## Extract:
9. The method according to claim 8, wherein in the course of increasing the test-offset, a time-shift is increased by a predefined positive or negative shift, or a phase-shift is increased by a positive or negative shift until it exceeds the value of 2π, wherein the phase-shift is increased in an inner loop and the time-shift is increased in an outer loop.

10. A system for controlling a magnetic resonance imaging system, comprising: a selector designed to select a plurality of spatially non-selective initial RF-pulses each having a predefined pulse shape and a predefined frequency; a determiner designed to determine a combined RF-pulse from the initial RF-pulses by choosing a time-offset comprising a relative application time-shift and a phase-shift between the initial RF-pulses, wherein this time-offset is chosen such that the initial RF-pulses overlap; and a sequence controller designed to include the combined RF pulse in a pulse sequence applied by a radio-frequency transmitter in a magnetic resonance imaging system.

## Extracted material:

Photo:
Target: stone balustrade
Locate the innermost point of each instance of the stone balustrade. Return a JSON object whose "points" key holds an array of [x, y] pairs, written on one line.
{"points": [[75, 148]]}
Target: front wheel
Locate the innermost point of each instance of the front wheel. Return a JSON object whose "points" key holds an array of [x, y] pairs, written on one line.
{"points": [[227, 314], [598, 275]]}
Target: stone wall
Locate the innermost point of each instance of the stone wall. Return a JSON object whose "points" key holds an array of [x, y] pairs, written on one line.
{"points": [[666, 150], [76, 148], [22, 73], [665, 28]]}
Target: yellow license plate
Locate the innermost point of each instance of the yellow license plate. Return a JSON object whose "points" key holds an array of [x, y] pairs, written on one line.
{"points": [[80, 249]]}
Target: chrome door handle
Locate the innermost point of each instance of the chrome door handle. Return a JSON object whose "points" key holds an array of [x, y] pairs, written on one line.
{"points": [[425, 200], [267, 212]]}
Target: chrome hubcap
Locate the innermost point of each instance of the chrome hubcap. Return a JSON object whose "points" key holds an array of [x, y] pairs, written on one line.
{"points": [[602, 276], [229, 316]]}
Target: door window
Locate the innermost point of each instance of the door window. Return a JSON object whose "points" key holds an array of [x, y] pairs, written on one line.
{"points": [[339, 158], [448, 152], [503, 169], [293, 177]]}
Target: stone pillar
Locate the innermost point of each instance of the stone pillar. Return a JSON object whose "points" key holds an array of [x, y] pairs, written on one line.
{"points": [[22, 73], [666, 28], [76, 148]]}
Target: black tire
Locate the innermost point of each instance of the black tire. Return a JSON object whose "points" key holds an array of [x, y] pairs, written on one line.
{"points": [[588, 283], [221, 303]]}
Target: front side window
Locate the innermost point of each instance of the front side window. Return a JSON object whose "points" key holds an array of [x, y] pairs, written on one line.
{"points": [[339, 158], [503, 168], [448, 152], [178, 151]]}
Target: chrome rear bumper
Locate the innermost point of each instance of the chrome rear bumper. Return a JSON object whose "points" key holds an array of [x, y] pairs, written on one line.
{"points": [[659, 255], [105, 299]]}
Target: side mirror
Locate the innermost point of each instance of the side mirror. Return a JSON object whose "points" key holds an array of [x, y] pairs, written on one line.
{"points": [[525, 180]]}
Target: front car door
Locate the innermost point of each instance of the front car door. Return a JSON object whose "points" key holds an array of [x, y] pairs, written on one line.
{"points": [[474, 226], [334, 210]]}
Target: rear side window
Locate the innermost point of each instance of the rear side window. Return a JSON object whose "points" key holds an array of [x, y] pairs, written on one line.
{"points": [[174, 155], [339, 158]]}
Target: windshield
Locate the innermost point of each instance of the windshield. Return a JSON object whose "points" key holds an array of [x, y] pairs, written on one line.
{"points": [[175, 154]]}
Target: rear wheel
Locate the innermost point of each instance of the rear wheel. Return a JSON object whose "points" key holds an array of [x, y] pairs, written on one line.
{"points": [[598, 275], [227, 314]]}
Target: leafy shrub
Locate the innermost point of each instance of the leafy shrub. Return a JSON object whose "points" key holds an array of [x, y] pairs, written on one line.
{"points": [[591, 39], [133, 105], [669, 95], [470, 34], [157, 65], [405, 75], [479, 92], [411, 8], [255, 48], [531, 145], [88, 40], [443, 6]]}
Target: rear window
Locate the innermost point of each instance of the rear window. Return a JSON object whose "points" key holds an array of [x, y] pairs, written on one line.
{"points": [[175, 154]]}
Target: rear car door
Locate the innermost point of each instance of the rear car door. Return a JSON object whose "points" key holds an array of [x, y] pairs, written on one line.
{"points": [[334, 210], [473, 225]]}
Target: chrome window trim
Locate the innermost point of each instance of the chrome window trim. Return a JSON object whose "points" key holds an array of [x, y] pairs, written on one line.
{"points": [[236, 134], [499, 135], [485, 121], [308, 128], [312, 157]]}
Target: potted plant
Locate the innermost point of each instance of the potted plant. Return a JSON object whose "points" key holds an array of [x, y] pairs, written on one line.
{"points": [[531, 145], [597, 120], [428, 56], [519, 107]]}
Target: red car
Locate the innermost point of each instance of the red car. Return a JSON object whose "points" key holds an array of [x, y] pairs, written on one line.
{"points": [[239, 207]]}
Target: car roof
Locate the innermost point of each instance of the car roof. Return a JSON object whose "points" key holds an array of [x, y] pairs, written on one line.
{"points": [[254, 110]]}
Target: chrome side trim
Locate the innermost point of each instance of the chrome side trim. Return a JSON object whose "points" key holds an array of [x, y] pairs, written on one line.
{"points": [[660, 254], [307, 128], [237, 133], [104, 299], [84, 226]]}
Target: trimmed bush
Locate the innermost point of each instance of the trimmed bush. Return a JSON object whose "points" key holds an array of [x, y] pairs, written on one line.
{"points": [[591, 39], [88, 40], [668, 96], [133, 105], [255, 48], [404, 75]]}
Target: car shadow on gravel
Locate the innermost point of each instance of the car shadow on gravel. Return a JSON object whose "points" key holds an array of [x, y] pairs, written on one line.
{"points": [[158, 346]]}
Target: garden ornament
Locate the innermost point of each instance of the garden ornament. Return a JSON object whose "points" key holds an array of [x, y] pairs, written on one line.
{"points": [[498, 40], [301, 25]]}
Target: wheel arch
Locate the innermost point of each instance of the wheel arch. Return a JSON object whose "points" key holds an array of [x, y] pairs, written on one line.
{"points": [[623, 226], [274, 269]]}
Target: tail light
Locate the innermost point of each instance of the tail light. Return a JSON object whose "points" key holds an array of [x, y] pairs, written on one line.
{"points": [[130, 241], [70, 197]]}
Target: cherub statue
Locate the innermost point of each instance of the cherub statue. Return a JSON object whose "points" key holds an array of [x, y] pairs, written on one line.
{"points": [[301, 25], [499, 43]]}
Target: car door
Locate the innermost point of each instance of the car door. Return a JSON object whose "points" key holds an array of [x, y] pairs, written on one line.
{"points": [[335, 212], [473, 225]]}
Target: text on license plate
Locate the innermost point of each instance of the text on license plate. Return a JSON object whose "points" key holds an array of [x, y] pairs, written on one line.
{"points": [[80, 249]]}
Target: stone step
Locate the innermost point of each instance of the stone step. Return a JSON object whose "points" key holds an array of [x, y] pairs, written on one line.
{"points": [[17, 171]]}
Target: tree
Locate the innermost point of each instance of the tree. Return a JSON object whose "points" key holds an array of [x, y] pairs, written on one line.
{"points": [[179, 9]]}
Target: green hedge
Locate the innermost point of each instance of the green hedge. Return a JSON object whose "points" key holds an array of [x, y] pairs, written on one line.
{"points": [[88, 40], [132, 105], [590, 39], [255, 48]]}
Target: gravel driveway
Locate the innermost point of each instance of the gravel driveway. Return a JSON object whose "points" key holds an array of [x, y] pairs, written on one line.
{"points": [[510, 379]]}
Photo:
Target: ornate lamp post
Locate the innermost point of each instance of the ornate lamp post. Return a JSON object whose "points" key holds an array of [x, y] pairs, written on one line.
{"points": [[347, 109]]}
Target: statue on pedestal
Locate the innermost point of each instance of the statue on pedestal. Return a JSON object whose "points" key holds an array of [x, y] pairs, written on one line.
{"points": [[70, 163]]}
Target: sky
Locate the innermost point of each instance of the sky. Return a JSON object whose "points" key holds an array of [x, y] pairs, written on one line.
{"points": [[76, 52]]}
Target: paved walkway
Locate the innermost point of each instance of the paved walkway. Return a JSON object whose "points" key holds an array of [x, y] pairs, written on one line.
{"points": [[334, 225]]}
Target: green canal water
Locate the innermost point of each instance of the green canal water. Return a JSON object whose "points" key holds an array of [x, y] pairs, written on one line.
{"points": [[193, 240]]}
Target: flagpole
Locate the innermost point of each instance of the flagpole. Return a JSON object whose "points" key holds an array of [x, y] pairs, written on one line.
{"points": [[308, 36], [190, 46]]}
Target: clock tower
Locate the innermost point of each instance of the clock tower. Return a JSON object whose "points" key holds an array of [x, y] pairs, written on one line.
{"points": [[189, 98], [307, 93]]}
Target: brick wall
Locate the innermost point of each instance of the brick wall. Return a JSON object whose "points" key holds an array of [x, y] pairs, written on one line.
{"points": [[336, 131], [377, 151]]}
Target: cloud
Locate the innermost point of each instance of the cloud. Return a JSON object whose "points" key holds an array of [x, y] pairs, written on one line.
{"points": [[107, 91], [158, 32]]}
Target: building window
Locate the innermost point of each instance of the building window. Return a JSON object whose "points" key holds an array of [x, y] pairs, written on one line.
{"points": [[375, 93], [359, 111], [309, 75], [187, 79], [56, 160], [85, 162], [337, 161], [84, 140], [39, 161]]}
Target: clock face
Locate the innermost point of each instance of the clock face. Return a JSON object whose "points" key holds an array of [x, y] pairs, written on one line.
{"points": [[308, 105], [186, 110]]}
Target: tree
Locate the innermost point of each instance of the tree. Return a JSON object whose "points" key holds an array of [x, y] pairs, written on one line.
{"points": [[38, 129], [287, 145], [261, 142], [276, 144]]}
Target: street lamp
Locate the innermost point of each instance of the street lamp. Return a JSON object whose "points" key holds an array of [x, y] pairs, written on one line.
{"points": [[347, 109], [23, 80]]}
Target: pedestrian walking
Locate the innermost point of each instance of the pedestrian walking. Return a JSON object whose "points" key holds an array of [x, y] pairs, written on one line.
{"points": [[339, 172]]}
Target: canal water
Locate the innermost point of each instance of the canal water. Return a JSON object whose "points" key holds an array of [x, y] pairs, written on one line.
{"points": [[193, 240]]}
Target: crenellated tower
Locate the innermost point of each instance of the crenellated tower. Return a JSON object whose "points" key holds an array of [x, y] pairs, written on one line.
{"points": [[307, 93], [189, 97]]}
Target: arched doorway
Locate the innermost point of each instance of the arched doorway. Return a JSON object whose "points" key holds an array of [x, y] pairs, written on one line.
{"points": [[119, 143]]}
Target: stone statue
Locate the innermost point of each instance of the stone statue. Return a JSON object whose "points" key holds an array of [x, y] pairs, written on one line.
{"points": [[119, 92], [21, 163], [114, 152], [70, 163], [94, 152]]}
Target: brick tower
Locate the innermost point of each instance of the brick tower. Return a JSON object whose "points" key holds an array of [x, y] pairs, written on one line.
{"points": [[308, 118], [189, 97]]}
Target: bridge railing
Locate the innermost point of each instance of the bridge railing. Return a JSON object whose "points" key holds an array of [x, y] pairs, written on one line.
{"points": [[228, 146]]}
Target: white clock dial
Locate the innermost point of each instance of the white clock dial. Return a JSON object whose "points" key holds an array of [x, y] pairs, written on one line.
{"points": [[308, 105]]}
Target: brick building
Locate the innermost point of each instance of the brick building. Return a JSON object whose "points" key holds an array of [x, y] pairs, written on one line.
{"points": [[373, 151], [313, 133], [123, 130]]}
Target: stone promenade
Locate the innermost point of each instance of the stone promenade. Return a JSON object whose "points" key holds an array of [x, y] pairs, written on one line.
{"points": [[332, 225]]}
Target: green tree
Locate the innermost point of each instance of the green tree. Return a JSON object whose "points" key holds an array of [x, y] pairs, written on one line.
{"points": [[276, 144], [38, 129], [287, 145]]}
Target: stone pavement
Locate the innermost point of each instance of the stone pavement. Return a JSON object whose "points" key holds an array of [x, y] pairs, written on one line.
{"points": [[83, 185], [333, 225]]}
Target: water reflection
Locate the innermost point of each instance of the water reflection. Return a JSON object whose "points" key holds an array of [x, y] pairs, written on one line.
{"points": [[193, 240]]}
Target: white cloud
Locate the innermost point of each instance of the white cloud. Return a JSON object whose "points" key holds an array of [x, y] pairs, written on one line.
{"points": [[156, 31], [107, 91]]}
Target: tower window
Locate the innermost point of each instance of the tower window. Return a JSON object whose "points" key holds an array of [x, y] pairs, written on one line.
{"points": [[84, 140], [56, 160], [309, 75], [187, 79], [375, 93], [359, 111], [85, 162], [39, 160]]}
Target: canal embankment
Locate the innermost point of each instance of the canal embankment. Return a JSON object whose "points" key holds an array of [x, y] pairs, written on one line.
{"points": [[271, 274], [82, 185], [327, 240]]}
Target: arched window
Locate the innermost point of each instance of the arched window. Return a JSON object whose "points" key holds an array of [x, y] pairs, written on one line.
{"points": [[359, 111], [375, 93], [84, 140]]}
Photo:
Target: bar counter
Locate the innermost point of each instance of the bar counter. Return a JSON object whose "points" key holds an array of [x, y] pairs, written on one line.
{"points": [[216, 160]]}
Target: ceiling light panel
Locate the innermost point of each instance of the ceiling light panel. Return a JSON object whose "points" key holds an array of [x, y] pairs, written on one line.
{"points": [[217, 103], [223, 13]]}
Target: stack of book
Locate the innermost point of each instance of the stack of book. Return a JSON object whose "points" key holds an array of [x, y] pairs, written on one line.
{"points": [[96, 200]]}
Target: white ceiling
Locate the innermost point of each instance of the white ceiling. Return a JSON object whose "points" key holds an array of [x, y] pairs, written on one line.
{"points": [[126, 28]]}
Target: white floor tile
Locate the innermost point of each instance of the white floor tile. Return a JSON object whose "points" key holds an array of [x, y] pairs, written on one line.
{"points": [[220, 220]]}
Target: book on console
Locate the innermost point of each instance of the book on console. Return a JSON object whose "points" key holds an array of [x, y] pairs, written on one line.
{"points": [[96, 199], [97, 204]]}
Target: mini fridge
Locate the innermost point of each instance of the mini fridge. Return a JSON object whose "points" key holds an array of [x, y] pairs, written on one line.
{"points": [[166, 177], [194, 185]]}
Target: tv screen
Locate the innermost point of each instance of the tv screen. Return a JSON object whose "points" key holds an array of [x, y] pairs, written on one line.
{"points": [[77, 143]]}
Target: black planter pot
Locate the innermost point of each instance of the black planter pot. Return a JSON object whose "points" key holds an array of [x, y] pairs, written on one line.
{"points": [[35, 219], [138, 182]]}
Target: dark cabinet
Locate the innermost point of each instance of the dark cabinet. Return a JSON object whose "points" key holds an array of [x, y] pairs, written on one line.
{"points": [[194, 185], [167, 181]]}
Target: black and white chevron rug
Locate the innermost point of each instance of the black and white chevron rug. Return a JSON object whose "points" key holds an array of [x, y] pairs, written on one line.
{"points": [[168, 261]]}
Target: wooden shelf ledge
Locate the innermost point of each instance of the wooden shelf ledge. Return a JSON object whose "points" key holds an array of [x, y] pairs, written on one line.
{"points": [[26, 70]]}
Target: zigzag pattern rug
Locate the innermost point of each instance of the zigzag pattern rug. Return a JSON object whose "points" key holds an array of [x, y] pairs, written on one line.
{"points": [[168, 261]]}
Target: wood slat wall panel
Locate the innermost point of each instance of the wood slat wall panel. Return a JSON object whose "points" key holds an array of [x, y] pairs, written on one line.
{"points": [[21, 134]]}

## What you will do:
1. In the patent claims, in which loop is the phase-shift increased?
2. Quote the stretch of the patent claims from "9. The method" through "an outer loop.".
3. Recast the paragraph of the patent claims beginning "10. A system for controlling" as a brief list of its components.

## Outputs by task:
1. In an inner loop.

2.
9. The method according to claim 8, wherein in the course of increasing the test-offset, a time-shift is increased by a predefined positive or negative shift, or a phase-shift is increased by a positive or negative shift until it exceeds the value of 2π, wherein the phase-shift is increased in an inner loop and the time-shift is increased in an outer loop.

3.
Claim 10: a system for controlling a magnetic resonance imaging system, comprising:
- a selector that selects several spatially non-selective initial RF-pulses, each with a predefined pulse shape and frequency;
- a determiner that forms a combined RF-pulse from them by choosing a time-offset (a relative application time-shift and a phase-shift) so that the initial RF-pulses overlap;
- a sequence controller that includes the combined RF-pulse in a pulse sequence applied by a radio-frequency transmitter.